__Recorded data__.
_ _ _ _ _

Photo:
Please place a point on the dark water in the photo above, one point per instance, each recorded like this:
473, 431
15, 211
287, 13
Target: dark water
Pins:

_ _ _ _ _

Scan the material above. Extract every line in which the word "water" occurs.

__Response box__.
Please place a point on the dark water in the photo above, one point per instance, each recorded like this:
Target: dark water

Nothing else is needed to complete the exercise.